Below is some data. Retype exactly the lines starting at the one with "Look at this image and locate every instance of dog's" and ending at the one with "Look at this image and locate every instance of sofa.".

**Supplied data**
◇ ◇ ◇ ◇ ◇ ◇ ◇

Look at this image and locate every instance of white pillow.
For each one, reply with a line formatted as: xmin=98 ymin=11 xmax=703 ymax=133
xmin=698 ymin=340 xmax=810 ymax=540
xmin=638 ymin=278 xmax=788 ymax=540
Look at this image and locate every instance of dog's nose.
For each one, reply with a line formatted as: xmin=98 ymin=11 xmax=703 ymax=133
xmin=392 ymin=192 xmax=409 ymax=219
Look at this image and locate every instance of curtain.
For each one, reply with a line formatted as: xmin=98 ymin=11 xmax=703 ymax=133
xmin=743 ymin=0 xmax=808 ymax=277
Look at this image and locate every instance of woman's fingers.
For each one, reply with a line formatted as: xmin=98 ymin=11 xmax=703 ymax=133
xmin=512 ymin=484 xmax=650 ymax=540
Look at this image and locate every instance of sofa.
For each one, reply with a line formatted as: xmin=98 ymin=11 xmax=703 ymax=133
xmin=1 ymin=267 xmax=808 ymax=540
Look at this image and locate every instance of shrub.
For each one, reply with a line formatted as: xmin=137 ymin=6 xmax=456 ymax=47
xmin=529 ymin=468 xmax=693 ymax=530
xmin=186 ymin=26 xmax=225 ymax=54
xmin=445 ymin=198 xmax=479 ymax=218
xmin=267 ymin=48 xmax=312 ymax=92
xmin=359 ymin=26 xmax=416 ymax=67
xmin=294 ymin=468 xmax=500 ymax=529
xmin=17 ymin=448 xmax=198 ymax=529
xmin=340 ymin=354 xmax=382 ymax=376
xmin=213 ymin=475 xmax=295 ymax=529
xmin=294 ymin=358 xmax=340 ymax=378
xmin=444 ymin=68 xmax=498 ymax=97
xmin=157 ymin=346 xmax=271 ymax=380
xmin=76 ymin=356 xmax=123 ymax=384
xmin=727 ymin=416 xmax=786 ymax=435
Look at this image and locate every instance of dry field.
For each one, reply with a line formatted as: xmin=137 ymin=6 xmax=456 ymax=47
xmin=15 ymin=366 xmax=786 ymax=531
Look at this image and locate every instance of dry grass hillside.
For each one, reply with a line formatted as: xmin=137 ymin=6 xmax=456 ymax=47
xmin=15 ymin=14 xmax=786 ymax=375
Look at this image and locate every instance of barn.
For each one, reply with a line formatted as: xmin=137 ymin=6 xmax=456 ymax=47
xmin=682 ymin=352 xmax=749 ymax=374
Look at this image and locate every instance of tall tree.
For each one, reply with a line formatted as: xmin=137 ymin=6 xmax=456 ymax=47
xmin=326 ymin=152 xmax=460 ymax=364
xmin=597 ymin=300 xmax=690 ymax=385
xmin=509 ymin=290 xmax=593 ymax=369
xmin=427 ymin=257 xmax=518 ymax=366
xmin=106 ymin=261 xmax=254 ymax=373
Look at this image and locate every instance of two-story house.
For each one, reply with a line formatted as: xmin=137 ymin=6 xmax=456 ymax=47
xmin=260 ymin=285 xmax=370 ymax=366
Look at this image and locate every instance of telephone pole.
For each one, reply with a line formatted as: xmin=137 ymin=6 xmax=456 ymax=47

◇ ◇ ◇ ◇ ◇ ◇ ◇

**Finished exercise**
Look at this image and locate every instance of dog's nose.
For each one, reply with a line formatted as: xmin=98 ymin=11 xmax=703 ymax=133
xmin=392 ymin=192 xmax=409 ymax=219
Look at this image and locate every instance of curtain.
For each one, reply with a line formatted as: xmin=98 ymin=11 xmax=703 ymax=133
xmin=743 ymin=0 xmax=808 ymax=277
Look at this image and locate every instance of woman's fingers.
For each one, reply with a line formatted as: xmin=98 ymin=11 xmax=703 ymax=133
xmin=512 ymin=484 xmax=650 ymax=540
Look at this image and locate every instance of sofa.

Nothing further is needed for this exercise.